* _THE EXERCISE_
Format every line of the entries below as a numbered list, leaving out blank lines and the pictures.

* _INPUT_
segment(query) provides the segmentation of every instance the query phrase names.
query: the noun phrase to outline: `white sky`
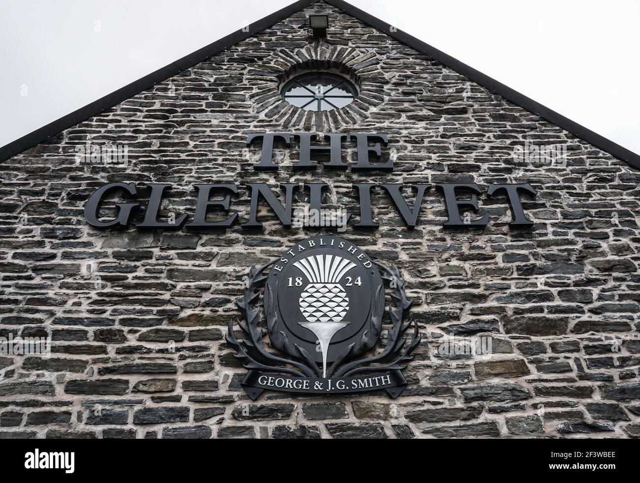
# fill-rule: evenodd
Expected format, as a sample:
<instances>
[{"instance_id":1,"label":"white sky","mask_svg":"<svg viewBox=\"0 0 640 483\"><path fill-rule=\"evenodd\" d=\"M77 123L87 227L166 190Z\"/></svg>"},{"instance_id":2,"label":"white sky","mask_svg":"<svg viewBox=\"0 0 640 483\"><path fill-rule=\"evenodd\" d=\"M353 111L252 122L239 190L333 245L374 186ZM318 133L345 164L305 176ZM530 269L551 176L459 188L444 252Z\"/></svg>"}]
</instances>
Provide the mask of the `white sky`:
<instances>
[{"instance_id":1,"label":"white sky","mask_svg":"<svg viewBox=\"0 0 640 483\"><path fill-rule=\"evenodd\" d=\"M291 3L2 0L0 146ZM640 154L640 0L351 3Z\"/></svg>"}]
</instances>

* _CORRECT RESULT_
1. segment(query) provides the segmentation of every instance the query phrase names.
2. query: the noun phrase to outline: `white sky`
3. # fill-rule: evenodd
4. Expected format, as a sample:
5. <instances>
6. [{"instance_id":1,"label":"white sky","mask_svg":"<svg viewBox=\"0 0 640 483\"><path fill-rule=\"evenodd\" d=\"M77 123L87 227L166 190Z\"/></svg>"},{"instance_id":2,"label":"white sky","mask_svg":"<svg viewBox=\"0 0 640 483\"><path fill-rule=\"evenodd\" d=\"M353 111L252 122L239 190L333 245L374 186ZM318 133L345 164L305 176ZM530 269L551 176L459 188L444 252Z\"/></svg>"}]
7. </instances>
8. Provide the mask of the `white sky`:
9. <instances>
10. [{"instance_id":1,"label":"white sky","mask_svg":"<svg viewBox=\"0 0 640 483\"><path fill-rule=\"evenodd\" d=\"M291 3L2 0L0 146ZM640 154L640 0L351 3Z\"/></svg>"}]
11. </instances>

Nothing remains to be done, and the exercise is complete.